[CHECK YOUR UNDERSTANDING]
a – In the email address reading guide, what two sides of the problem does the guide say it covers?
b – Continue the email address reading guide from where it stops.

[QUOTED PASSAGE]
■ ■ ■ ■

Resolves DEVREL-621.

Co-Authored-By: Claude Opus 4.6 &lt;noreply@anthropic.com&gt;
diff --git a/fern/assistants/email-address-reading.mdx b/fern/assistants/email-address-reading.mdx
@@ -0,0 +1,267 @@
+---
+title: Email address reading
+subtitle: Get your voice agent to collect, read back, and confirm email addresses clearly
+slug: assistants/email-address-reading
+---
+
+## Overview
+
+Email addresses are one of the trickiest pieces of information for a voice agent to handle. They contain special characters (`@`, `.`, `-`, `_`), mixed-case text, and domain names that text-to-speech (TTS) engines often mispronounce or blur together when spoken aloud.
+
+This guide covers two sides of the problem:
+
+- **Built-in formatting** -- Vapi automatically transforms email characters for TTS so they sound natural.
+- **Prompt engineering** -- You instruct the LLM *how* to collect, read back, and confirm emails in conversation so users feel confident their address was captured correctly.

■ ■ ■ ■

Stored records:

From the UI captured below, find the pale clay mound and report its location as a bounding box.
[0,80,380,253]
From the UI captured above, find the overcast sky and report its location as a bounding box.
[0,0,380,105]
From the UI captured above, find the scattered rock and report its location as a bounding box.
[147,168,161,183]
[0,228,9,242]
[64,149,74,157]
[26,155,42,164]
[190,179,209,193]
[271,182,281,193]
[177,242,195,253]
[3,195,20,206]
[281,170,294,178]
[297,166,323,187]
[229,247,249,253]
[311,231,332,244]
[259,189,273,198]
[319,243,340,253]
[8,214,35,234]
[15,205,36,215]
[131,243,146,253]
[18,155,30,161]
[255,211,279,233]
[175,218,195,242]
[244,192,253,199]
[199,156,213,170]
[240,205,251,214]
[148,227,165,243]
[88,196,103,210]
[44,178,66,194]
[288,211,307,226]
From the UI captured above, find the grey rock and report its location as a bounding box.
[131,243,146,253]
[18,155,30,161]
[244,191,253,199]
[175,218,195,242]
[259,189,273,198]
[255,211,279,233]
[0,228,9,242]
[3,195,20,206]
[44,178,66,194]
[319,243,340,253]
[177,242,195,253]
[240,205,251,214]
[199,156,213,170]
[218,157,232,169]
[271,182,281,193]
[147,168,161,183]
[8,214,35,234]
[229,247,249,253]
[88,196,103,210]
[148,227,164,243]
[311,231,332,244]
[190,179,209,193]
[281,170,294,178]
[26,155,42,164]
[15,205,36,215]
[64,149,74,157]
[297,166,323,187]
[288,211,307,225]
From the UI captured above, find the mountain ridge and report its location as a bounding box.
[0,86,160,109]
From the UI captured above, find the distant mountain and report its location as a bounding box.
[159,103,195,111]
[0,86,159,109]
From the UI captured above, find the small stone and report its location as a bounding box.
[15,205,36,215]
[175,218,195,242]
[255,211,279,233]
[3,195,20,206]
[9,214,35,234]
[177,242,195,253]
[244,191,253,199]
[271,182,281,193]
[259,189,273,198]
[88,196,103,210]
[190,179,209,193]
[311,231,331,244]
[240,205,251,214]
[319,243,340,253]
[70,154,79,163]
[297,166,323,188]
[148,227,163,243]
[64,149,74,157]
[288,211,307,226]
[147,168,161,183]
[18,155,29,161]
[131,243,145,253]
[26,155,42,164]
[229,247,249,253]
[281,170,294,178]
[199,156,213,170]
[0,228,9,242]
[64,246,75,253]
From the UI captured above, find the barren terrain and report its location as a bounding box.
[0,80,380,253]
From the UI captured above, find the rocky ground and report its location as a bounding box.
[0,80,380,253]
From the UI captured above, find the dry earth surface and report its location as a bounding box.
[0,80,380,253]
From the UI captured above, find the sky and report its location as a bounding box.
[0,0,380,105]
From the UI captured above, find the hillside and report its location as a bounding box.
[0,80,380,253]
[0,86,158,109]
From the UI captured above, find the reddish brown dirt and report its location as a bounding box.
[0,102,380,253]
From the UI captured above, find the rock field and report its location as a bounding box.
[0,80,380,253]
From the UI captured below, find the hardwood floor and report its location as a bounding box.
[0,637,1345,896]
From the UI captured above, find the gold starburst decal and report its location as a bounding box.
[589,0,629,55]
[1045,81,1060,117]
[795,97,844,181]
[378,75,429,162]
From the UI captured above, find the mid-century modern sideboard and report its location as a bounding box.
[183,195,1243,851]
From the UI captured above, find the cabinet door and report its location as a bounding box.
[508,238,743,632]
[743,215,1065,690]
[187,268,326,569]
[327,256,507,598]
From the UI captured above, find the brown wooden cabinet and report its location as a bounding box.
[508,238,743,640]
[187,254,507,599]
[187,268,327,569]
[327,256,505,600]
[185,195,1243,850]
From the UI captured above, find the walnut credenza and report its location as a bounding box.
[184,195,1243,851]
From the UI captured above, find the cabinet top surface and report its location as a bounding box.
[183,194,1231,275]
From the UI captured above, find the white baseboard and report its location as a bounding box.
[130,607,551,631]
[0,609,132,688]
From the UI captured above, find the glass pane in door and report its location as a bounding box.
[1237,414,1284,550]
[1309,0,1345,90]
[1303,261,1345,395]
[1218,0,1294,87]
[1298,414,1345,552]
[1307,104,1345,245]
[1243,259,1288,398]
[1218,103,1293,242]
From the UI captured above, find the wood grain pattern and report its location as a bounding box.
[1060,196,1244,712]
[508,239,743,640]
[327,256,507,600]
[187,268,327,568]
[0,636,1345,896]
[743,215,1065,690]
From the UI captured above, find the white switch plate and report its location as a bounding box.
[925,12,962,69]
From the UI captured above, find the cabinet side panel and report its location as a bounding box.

■ ■ ■ ■

[ANSWERS FOR THE TASKS]
a – Built-in formatting, where Vapi automatically transforms email characters for TTS so they sound natural, and prompt engineering, where you instruct the LLM how to collect, read back, and confirm emails in conversation.

b –
+
+## How Vapi handles emails automatically
+
+Vapi's [voice formatting plan](/assistants/voice-formatting-plan) includes a built-in `formatEmails` step that runs before text reaches the TTS provider. It replaces `@` with "at" and `.` with "dot" so the spoken output is intelligible without any prompt changes.
+
+| Raw LLM output | What the user hears |
+|---|---|
+| `john.doe@example.com` | "john dot doe at example dot com" |
+| `SALES@company.org` | "SALES at company dot org" |
+
+<Tip>
+The `formatEmails` formatter is enabled by default. You do not need to configure anything for basic email reading to work. The rest of this guide focuses on the **prompt-level techniques** that make the full collection-and-confirmation flow reliable.
+</Tip>
+
+## Why prompt engineering still matters
+
+Even though TTS formatting handles the character-level pronunciation, the LLM still controls *how* the conversation flows. Without explicit instructions, the agent might:
+
+- Read the email once at normal speed and move on, leaving the user unsure.
+- Fail to spell out ambiguous parts (was it "Jon" or "John"?).
+- Mispronounce uncommon domain names.
+- Skip a confirmation step entirely.
+
+Good prompt instructions solve these problems at the conversational level.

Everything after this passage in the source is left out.